▸ **Source document**:
<<<<

The now popular Netflix series Tiger King follows the life of Joe Exotic. The show focuses on his private zoo of over 200 big cats. Co-directors Eric Goode and Rebecca Chaiklin started filming after visiting an animal dealer, and discovered a snow leopard in the back of a van. Goode told Vanity Fair, “That set us on this journey to really understand what was going on with private owner ship of big cats in this country.” The show is dramatic, political, and funny. Exotic pet owners and animal rights activist have gone back and forth for years about animal rights. The owning of exotic animals is a public safety risk, but also put the animals at risk. Millions of exotic animals are kept as pets in the US and the annual profits is the multibillion-dollar market.
The demand for exotic pets is attributed to popular shows like Tiger King, e-commerce, and social media. Some exotic pets are bred in captivity, and many countries allow for the export of bred animals if the proper legal documents are provided. According to National Geographic, extreme poaching is devastating animal populations worldwide. Animals that are captured are often mistreated during transport and end up dying. If they do make the journey, some animals end up unable to eat, move, and behave as they would in the wild. The Convention on International Trade in Endangered Species of Wild Fauna and Flora (CITES), an international agreement bans or limits trade in many animal species sought after as pets.
According to the Humane Society of the United States (HSUS), the exotic pet trade is a multi-billion dollar industry, second only to drugs and weapons on the black market. It’s a $15 billion dollar business in the United States alone, with breeders and dealers selling animals over the Internet or in trade magazines. Millions of animals are forced into the exotic pet trade every year for the purpose of becoming someone’s pet or entertaining the masses in a circus or roadside zoo.
A variety of sources provide millions of animals to the trade. According to born free USA, more than 1,000 site offer to sell, give advice, and provide chatrooms for sellers and buyer. Monkeys are the most common non-human primate to be held by individuals. Non-domesticated felines like lions, tigers, leopards, and cougar are commonly held as pets. Reptiles like snakes and lizards make up about 3% of household pets. Exotic animals carry disease that may be lethal to humans. For example, herpes B-virus, salmonellosis, avian tuberculosis, and tularemia. Exotic pet trading is regulated by a patchwork of federal, state, and local laws that vary. The Endangered Species Act of 1973 is the primary law that protects imperiled species. The Lacey Act of 1900 is a conservation law in the US that prosecute persons in possession of an animal illegally obtained in a foreign country or another state.
According to the “Journal of Veterinary Behavior,” The trade and keeping of exotic pets has been frequently criticized for the commonly inhumane and harmful practices that are associated with common domestic animals and their poor/inadequate maintenance in the home. Many of the animals suffer in chains from being captured to breeding, and housing. When owners feel overwhelmed, they either turn to zoos or sanctuaries, and maybe just release the animal which threatens other species. Modern research and analysis indicate that the keeping and trading of animals trigger defensive behaviors, or their natural instincts.
PETA uncovered a massive exotic animal wholesaler in Texas seizing more than 27,000 animals that had been subjected to crowded living conditions, poor ventilation, and a lack of food, water, and basic care.
The exotic pet trade continues to gain popularity. The multibillion-dollar industry puts the public at risk for deadly diseases spread from animal to human. The welfare of the animal is left to chance, as many owners can’t properly take care of the animals. Although, laws are in place to protect said animals’ poachers find a way around it.

>>>>

▸ **Dataset**:
<<<<

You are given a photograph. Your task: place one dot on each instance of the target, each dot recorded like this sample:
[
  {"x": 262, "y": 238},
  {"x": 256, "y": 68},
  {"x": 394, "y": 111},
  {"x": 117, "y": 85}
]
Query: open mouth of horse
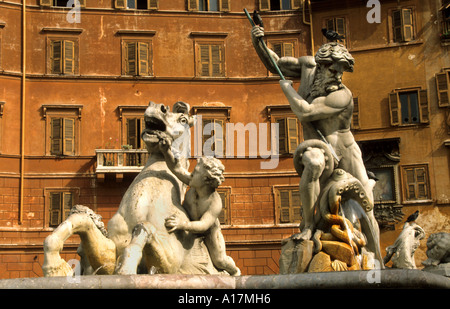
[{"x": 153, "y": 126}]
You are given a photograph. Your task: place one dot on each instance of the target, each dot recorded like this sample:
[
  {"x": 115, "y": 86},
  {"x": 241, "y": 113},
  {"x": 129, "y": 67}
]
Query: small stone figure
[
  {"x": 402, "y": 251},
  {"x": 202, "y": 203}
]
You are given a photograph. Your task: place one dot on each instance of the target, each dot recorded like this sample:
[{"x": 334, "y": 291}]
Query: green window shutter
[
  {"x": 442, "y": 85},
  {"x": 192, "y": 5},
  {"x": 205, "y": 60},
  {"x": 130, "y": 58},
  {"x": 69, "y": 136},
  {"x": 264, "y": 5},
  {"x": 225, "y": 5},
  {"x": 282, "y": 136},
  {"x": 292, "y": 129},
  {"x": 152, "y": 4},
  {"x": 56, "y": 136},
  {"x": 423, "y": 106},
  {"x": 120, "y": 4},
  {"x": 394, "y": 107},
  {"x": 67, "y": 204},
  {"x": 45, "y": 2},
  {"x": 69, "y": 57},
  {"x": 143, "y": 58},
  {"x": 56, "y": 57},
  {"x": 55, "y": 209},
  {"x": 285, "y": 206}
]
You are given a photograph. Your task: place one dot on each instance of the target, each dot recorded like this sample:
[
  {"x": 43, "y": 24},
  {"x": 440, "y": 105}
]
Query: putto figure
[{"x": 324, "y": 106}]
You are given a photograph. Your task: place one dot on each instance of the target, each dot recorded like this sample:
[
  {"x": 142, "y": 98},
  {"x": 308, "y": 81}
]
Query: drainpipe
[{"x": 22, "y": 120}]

>>>>

▸ **Required work**:
- 1) According to the essay on the exotic pet trade, how many animals were seized at the exotic animal wholesaler in Texas that PETA uncovered?
- 2) Retype the part of the essay on the exotic pet trade that opens with the words containing "PETA uncovered a" and closes with "way around it.".

▸ **Solved problems**:
- 1) More than 27,000 animals.

- 2)
PETA uncovered a massive exotic animal wholesaler in Texas seizing more than 27,000 animals that had been subjected to crowded living conditions, poor ventilation, and a lack of food, water, and basic care.
The exotic pet trade continues to gain popularity. The multibillion-dollar industry puts the public at risk for deadly diseases spread from animal to human. The welfare of the animal is left to chance, as many owners can’t properly take care of the animals. Although, laws are in place to protect said animals’ poachers find a way around it.